In the book notes below, which movie studio does Creativity Inc. give an inside look at?

Selected excerpt →
◇ ◇ ◇ ◇ ◇
Creativity Inc.:Overcoming the Unseen Forces That Stand in the Way of True Inspiration by Edwin Catmull
At the top of many creative “must-read” lists, this book is geared more towards managers and those working in organizations. Still, it’s interesting because it offers an inside look at the Pixar movie studio and if you love their movies as much as I do then it’s worth it for those alone. A lot of what is intended to be used in a collaborative setting can also be applied to those of us working on a smaller scale—there were a few passages on how to make creativity thrive that really grabbed me.
The Collaborative Habit: Life Lessons for Working Together by Twyla Tharp
I love Tharp’s previous book, The Creative Habit, which is a manual for approaching creativity with discipline and dedication. This book was less prescriptive and more just a compilation of stories about her various collaborations with dancers, choreographers and musicians over the years. She’s had a wide-reaching career and worked with some huge names so the stories were captivating, though I would say the practical takeaways were fewer.
◇ ◇ ◇ ◇ ◇
Extracted entries →

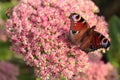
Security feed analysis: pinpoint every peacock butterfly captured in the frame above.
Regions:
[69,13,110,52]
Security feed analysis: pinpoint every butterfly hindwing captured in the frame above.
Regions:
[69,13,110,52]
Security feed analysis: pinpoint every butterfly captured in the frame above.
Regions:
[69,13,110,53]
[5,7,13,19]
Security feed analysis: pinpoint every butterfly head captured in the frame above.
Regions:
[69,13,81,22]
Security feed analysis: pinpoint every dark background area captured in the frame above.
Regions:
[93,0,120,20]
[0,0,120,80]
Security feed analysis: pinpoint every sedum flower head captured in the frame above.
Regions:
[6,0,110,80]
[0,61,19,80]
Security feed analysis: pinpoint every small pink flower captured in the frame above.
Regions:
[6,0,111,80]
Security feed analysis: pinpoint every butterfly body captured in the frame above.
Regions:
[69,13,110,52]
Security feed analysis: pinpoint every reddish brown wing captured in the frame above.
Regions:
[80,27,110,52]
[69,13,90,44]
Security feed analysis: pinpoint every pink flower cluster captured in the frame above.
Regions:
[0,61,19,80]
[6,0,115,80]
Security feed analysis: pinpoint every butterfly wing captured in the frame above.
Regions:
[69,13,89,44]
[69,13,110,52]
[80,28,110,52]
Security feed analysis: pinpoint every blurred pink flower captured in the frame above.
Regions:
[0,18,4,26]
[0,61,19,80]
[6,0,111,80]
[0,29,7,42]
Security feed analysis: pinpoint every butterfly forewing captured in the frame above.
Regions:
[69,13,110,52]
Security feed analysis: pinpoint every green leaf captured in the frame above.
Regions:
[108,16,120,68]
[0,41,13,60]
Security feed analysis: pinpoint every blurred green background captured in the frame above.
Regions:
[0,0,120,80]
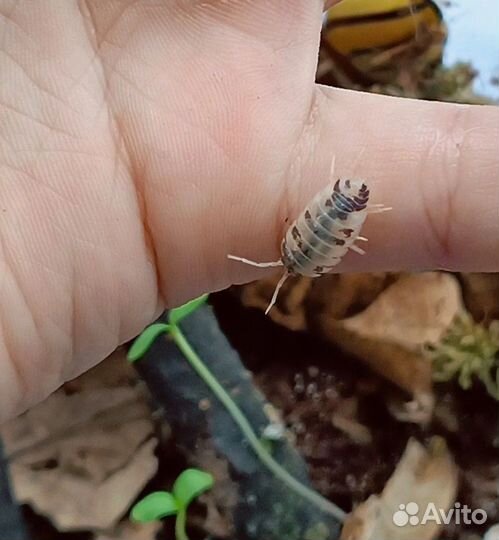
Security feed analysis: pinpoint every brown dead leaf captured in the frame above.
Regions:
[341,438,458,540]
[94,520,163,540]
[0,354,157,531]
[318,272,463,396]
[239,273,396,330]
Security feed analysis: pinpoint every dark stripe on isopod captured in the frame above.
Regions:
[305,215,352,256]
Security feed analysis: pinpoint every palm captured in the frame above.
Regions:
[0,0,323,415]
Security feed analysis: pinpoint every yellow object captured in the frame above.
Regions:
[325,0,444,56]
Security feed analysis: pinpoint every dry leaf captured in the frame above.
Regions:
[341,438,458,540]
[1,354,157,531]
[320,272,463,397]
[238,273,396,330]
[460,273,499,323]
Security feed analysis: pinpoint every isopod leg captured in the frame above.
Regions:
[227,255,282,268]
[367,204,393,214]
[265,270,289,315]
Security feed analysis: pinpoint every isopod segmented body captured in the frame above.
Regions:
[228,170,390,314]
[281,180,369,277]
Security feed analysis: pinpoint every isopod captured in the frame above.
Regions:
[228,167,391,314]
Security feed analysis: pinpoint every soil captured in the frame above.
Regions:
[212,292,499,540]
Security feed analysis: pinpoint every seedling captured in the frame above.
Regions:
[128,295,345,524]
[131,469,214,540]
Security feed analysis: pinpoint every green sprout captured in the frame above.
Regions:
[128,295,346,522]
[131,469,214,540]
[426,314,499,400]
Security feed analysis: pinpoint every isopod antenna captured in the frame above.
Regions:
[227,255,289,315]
◇ ◇ ◇ ◇ ◇
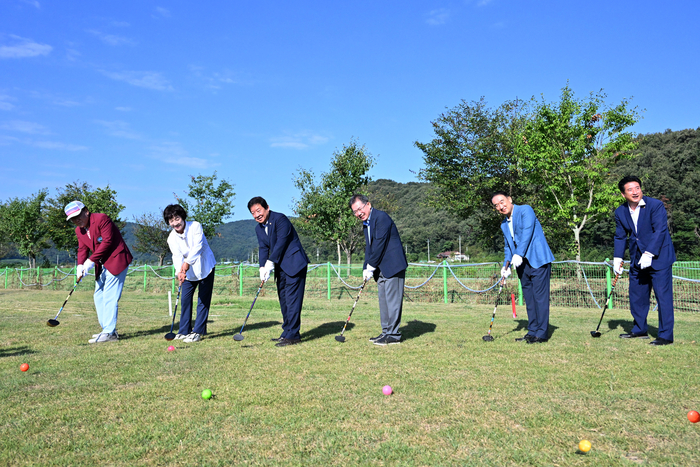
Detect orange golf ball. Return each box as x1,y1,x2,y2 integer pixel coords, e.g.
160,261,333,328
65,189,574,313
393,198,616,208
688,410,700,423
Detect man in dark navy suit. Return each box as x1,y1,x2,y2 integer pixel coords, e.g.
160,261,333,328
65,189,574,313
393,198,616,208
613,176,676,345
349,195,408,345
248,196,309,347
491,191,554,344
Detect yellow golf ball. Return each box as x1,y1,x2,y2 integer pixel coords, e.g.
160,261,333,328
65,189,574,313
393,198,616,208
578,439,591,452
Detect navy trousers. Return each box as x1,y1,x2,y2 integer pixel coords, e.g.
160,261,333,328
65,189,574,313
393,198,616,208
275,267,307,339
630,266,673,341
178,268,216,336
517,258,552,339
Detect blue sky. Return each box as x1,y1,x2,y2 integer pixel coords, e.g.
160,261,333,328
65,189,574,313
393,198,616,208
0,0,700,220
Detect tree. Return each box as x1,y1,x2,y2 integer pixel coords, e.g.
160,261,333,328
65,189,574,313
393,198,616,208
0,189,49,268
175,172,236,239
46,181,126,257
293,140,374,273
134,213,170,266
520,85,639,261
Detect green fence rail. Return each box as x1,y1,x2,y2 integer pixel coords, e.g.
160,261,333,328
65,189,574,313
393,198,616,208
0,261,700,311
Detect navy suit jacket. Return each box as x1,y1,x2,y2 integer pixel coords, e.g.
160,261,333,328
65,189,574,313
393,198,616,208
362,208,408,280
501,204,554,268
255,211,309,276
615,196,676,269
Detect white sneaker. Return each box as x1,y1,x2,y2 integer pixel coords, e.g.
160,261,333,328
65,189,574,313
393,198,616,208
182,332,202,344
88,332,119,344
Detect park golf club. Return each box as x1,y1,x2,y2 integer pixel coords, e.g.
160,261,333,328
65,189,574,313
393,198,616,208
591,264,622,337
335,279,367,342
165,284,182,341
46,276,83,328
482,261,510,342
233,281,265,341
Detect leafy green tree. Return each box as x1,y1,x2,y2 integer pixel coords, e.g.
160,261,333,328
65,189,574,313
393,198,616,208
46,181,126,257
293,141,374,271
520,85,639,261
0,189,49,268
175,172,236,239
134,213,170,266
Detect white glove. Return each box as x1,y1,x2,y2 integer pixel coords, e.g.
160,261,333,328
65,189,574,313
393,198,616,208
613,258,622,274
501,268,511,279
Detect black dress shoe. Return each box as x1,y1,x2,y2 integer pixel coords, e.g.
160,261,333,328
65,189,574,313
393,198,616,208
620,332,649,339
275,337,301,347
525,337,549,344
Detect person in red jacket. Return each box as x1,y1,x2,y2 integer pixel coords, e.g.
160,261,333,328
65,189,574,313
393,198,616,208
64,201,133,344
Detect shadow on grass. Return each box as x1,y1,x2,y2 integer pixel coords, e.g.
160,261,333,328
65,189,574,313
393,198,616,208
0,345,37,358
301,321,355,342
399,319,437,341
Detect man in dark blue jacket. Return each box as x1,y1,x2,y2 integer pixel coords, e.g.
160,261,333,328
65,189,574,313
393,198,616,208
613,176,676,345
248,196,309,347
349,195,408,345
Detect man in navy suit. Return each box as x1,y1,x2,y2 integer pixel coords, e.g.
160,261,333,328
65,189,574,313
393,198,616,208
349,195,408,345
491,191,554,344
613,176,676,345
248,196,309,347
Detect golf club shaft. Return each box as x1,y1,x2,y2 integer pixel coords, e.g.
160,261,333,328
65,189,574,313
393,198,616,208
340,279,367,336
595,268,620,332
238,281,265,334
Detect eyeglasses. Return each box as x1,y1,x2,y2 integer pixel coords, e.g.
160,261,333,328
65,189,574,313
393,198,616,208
◇ ◇ ◇ ◇ ◇
Exercise answer →
Pixar